SXEU31 DWAV 191800

S Y N O P T I S C H E Ü B E R S I C H T K U R Z F R I S T
ausgegeben am Donnerstag, den 19.11.2020 um 18 UTC

Markante Wettererscheinungen:
An den Küsten weiterhin windig, oft mit Sturmböen. Sonst deutliche
Wetterberuhigung mit frostigen Nächten in der Südhälfte.

Synoptische Entwicklung bis Sonntag 12 UTC

Aktuell … neigt sich mit Abzug eines scharfen Randtroges über Vorpommern,
Berlin, Brandenburg und Sachsen ostwärts ein turbulenter Tag dem Ende entgegen.
Dieser brachte neben teils kräftigen Schauern in Norddeutschland verbreitet
Sturmböen mit sich. An der Nordfriesischen Küste sowie Richtung Fehmarn wurden
kurzzeitig sogar orkanartige Böen bis 115 km/h (Sylt) gemessen. Der Leuchtturm
Kiel fällt mit 124 km/h ja häufiger mal etwas aus der Wertung. Im Nachgang muss
man festhalten, dass die Unwetterwarnungen insofern ihre Berechtigung hatten,
wenngleich das Böenmaximum doch etwas nach Norden verschoben war und damit die
ostfriesischen Inseln schwächer tangierte. Dass der Durchgang der Bodentrogachse
im Binnenland auf dem Weg nach Südosten immer mehr an Stärke verlor und südlich
von Hamburg und Neuruppin kaum noch Sturmböen brachte, lag vor allem an der
lückenhaften und nicht linienhaften Struktur des konvektiv durchsetzten
Niederschlagsbandes. Zum einen wurde es von Kaltluftadvektion überlaufen, zum
anderen splitteten sich die hebungsfördernden Anteile der Vorticityadvektion in
einen nördlichen und südlichen Ast auf. Der Nördliche wurde über die südliche
Ostsee ostwärts gesteuert, der Südliche hingegen initiiert über dem Golf von
Genau den beginnenden Cut-Off Prozess.

__Datenauszug__
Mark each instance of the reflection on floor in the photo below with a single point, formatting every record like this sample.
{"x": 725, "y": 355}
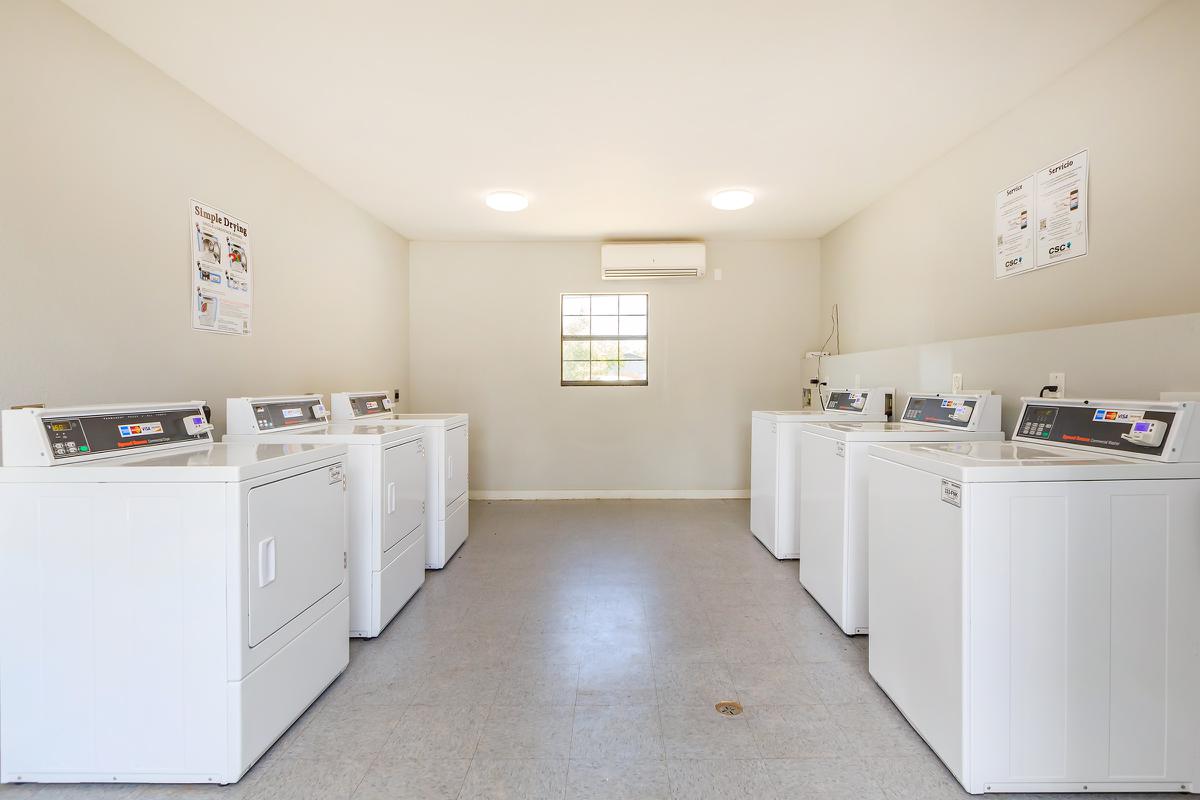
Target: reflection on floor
{"x": 575, "y": 649}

__Aufgabenstellung 1__
Erklären Sie anhand der Wetterübersicht in zwei bis drei Sätzen, weshalb die Bodentrogachse auf dem Weg nach Südosten immer mehr an Stärke verlor.
__Aufgabenstellung 2__
Beantworten Sie die folgenden Fragen zur Wetterübersicht:
(a) An welchem Tag und zu welcher Uhrzeit wurde sie ausgegeben?
(b) Welche Böe wurde auf Sylt gemessen?
(c) In welchem Teil des Landes werden frostige Nächte erwartet?
__Aufgabenstellung 3__
Führen Sie die Wetterübersicht im gleichen fachlichen Stil fort und beginnen Sie nach ihrem letzten Satz.

__Lösung 1__
Die Abschwächung lag vor allem an der lückenhaften, nicht linienhaften Struktur des konvektiv durchsetzten Niederschlagsbandes. Dieses wurde zum einen von Kaltluftadvektion überlaufen. Zum anderen spalteten sich die hebungsfördernden Anteile der Vorticityadvektion in einen nördlichen und einen südlichen Ast auf, sodass südlich von Hamburg und Neuruppin kaum noch Sturmböen auftraten.

__Lösung 2__
(a) Am Donnerstag, dem 19.11.2020, um 18 UTC.
(b) Eine orkanartige Böe von 115 km/h.
(c) In der Südhälfte.

__Lösung 3__
Postfrontal lockert nun in den nächsten Stunden die Bewölkung zeitweise auf und
die Temperaturen gehen bis in die Nähe des Gefrierpunktes zurück. Vor allem im
zentralen Mittelgebirgsraum und weiter südlich sind Straßen und Wege teils noch
feucht und somit muss stellenweise mit Glätte durch überfrierende Nässe
gerechnet werden.

An den Alpen staut sich in der nördlichen Anströmung zunächst noch die schon
tagsüber eingetroffene Kaltfront, die durch die zweite Staffel der Reste des
Randtroges nochmals einen „Push“ hinsichtlich der Wetteraktivität erfährt. Die
Schneefallgrenze sinkt dabei peu a peu von anfänglich rund 1500 Meter auf 800
Meter ab und es sind bis Freitagvormittag Neuschneemengen zwischen 5 und 10 cm
zu erwarten. Laut Euro4 und dem COSMO-D2 EPS Maximum sind punktuell in den
Staulagen bei rund 15 cm die Obergrenzen.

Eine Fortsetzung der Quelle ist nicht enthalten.